===== EXTRACTED INFORMATION =====
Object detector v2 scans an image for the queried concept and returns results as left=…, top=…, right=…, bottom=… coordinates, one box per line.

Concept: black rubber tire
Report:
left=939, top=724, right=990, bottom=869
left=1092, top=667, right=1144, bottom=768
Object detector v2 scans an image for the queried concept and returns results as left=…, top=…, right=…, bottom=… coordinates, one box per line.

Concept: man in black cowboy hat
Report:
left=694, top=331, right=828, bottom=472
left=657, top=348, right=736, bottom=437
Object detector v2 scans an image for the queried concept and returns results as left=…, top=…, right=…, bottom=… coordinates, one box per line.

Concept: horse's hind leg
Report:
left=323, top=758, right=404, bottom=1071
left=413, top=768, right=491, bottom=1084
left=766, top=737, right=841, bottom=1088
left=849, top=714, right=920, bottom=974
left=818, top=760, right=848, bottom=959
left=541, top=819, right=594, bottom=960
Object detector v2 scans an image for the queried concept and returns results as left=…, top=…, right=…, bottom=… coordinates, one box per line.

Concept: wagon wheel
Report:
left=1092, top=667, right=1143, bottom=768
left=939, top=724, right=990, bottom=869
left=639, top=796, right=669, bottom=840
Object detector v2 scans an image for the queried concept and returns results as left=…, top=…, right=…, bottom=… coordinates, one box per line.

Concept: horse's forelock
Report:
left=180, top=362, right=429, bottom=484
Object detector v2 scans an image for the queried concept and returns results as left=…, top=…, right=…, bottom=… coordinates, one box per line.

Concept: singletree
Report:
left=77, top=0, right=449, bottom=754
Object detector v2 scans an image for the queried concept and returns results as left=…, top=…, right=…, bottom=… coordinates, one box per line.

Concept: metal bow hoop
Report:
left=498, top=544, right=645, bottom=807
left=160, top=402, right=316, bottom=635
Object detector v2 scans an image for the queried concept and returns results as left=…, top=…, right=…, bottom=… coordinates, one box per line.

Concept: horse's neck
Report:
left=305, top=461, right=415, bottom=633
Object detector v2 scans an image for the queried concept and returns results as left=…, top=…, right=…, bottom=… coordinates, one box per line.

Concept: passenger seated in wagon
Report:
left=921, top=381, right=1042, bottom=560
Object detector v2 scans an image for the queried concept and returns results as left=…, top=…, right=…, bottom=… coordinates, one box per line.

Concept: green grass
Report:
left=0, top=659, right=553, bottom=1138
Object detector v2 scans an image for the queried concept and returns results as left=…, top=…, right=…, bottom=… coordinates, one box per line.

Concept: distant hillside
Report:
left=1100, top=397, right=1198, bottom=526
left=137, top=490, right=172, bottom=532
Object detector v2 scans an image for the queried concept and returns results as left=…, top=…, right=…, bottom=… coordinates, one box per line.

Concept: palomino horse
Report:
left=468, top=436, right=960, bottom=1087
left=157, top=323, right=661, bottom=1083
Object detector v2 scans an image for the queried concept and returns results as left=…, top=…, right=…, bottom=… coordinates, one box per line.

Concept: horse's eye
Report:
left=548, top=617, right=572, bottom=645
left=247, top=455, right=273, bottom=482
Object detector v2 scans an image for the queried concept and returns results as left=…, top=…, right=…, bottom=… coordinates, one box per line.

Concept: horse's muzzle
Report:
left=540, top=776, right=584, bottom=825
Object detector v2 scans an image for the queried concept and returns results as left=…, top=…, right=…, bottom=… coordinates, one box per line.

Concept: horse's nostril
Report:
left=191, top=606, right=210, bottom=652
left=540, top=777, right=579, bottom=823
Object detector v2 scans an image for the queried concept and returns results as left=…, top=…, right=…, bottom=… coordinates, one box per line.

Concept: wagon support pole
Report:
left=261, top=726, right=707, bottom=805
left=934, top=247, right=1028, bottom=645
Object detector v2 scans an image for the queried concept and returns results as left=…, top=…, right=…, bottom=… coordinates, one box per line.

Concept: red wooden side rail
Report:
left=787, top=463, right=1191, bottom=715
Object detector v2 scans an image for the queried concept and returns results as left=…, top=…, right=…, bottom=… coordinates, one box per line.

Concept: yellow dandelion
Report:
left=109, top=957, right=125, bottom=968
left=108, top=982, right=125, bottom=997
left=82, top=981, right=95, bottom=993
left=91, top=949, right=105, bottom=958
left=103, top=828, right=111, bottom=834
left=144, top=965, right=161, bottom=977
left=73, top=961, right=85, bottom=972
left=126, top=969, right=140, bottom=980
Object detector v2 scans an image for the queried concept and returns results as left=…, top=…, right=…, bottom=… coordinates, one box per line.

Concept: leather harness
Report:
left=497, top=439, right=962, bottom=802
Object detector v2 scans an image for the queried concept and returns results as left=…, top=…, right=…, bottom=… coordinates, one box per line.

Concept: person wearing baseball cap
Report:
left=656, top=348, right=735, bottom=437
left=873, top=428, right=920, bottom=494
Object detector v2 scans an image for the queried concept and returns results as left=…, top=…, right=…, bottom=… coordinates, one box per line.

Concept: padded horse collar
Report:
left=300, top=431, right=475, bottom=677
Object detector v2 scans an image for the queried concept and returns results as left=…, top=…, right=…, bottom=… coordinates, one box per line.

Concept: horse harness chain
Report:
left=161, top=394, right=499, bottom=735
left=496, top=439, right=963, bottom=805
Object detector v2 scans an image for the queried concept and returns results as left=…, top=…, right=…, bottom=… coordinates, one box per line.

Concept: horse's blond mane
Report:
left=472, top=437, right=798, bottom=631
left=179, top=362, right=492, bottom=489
=====
### TASK STATEMENT
When a line of the material holds the string "horse", copy that line.

### TASK ANSWER
Concept: horse's hind leg
Concept: horse's forelock
Concept: horse's neck
Concept: palomino horse
Concept: horse's eye
Concept: horse's muzzle
Concept: horse's nostril
Concept: padded horse collar
Concept: horse harness chain
Concept: horse's blond mane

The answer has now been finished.